* Exercise text:
As things stand, NVIDIA today is by far the AI chip champion, without doubt. Its offerings already powers far more training for large language models (LLM), robotics and autonomous vehicles than any other on the market. But now it’s setting its sights on being the de facto platform for building digital twins — high-fidelity 3D simulations that can model anything from factories to entire cities or even the Earth itself. In November, Jensen Huang, CEO of NVIDIA, unveiled the company’s new supercomputer for AI: Earth-2. This new AI supercomputer will be based in the cloud and will strive to generate a digital copy of our planet to model patterns of weather, climate change, and potential disasters. At least, that is how ambitious the vision being hawked by Mike Geyer, head of digital twins at NVIDIA, is, with the assertion the company can execute the plan through the scalable architecture of Omniverse.
“What Jensen talked about with the digital twin of Earth-2 is really kind of mind-blowing when you think about creating a digital twin, a functioning 3D digital model that can predict weather patterns,” said Geyer in a recent interview. “We’re really trying to help the whole world determine when and if there might be a disaster coming so that we can get people out of the way.”
While a planetary digital twin is the ultimate long-term goal, Geyer explained that NVIDIA is already seeing significant industry adoption for digital twin applications at the factory and city scale, particularly in sectors like automotive, warehousing, semiconductor manufacturing and more.

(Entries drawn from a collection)
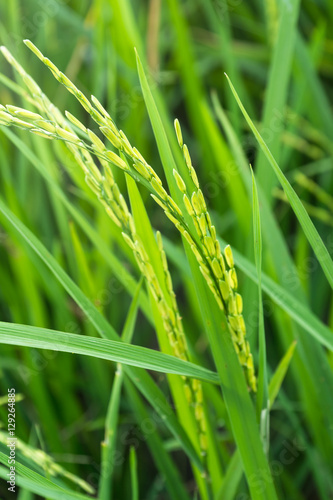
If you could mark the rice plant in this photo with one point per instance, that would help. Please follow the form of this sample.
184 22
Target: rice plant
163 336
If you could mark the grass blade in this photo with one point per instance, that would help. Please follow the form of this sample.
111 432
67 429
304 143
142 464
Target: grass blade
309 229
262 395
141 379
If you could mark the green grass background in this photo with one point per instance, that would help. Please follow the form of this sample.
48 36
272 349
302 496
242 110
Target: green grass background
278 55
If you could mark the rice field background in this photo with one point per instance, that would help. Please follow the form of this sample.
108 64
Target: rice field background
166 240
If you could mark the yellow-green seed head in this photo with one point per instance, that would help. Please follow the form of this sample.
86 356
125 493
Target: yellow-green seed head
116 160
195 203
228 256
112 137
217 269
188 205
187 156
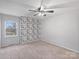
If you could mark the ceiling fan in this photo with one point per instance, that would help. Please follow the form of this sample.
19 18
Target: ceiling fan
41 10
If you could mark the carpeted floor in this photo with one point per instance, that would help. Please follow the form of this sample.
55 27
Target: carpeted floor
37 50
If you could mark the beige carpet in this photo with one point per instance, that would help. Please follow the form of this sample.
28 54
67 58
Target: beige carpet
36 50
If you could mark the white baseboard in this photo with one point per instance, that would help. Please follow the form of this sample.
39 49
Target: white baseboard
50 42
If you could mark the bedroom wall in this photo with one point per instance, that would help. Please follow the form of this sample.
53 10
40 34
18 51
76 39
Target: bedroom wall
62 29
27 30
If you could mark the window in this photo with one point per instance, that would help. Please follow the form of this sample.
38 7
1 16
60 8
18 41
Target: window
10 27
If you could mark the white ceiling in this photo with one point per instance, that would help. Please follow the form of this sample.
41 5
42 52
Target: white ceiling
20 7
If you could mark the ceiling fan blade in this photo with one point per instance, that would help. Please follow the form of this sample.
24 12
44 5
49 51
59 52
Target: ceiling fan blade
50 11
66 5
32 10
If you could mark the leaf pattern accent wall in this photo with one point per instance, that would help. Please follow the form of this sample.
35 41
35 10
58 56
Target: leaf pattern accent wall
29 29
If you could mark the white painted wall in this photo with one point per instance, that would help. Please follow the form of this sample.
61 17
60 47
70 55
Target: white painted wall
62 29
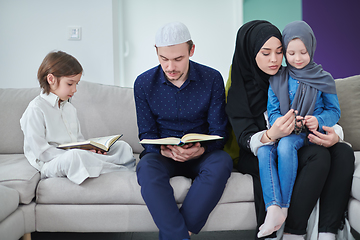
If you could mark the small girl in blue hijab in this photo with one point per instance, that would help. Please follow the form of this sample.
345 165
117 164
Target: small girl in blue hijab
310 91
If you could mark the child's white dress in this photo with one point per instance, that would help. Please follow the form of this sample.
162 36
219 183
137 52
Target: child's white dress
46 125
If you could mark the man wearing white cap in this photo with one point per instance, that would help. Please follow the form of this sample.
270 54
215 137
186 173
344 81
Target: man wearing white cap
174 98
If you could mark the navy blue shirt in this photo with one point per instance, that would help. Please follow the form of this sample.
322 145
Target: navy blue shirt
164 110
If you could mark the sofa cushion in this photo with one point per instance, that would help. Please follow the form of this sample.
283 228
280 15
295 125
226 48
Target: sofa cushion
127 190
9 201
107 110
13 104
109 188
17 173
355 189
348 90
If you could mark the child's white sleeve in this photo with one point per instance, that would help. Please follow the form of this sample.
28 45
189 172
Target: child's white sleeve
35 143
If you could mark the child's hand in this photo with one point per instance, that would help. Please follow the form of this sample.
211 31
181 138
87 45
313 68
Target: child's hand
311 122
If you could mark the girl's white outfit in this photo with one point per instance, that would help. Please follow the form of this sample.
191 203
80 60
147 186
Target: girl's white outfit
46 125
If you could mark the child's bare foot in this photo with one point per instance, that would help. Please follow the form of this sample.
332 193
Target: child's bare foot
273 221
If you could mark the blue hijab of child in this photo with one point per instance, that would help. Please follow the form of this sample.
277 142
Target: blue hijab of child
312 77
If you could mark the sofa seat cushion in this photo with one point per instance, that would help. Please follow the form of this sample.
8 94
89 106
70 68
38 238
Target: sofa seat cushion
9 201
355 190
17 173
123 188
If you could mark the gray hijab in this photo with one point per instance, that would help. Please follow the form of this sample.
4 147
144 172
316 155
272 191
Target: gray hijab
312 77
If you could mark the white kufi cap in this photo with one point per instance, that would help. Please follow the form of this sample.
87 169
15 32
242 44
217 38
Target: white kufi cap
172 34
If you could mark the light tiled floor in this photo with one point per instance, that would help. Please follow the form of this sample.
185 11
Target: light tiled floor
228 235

...

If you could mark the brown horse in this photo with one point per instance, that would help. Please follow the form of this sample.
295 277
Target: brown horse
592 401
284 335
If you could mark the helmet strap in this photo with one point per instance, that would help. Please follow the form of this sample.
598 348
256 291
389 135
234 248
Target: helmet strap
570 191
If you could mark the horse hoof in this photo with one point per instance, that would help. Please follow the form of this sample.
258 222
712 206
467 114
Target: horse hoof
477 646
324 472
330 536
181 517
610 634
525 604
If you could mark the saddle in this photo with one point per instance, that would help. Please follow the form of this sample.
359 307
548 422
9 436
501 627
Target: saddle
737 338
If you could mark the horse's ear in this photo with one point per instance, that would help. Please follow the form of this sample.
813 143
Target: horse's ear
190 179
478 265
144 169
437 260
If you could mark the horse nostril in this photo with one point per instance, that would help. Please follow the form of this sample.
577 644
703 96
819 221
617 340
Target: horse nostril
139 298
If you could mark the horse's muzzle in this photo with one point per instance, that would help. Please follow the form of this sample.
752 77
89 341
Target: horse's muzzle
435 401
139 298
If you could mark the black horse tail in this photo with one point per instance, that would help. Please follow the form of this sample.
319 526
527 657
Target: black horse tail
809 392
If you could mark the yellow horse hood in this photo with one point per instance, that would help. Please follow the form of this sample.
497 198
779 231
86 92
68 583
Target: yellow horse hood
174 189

* Assignment 1:
Can you retype the article on NVIDIA's digital twins from "While a planetary" up to and including "manufacturing and more."?
* Assignment 2:
Can you continue the article on NVIDIA's digital twins from where it stops?
None of the entries are needed here.

* Answer 1:
While a planetary digital twin is the ultimate long-term goal, Geyer explained that NVIDIA is already seeing significant industry adoption for digital twin applications at the factory and city scale, particularly in sectors like automotive, warehousing, semiconductor manufacturing and more.

* Answer 2:
“There’s hundreds of millions, hundreds of billions being invested in new factories all around the world, and that’s what’s driving this need to create digital twins of these facilities,” Geyer stated. “Today they’re built on site — the problem solving is done by trades people banging metal. They’re really not able to do this problem solving until the physical facility is built, so they’re trying to get those things open quicker, more efficiently, and do all the problem solving and hard decisions in the digital twin.”
By creating ultra-realistic 3D simulations first, companies can iterate on designs, test configurations, and work out issues before ever breaking ground on physical construction. This can save millions or even billions through increased efficiency and faster time-to-operation.
However, building these rich, data-driven digital twins requires massive computing power and NVIDIA’s software stack, according to Geyer. “Being able to work with high-end systems allows you to work in real-time. You do need high-end hardware to run these things and achieve the real-time ray tracing.”
The core technology behind Omniverse’s ability to handle these massively complex scenarios is NVIDIA’s Unified Scene Description (USD) data format.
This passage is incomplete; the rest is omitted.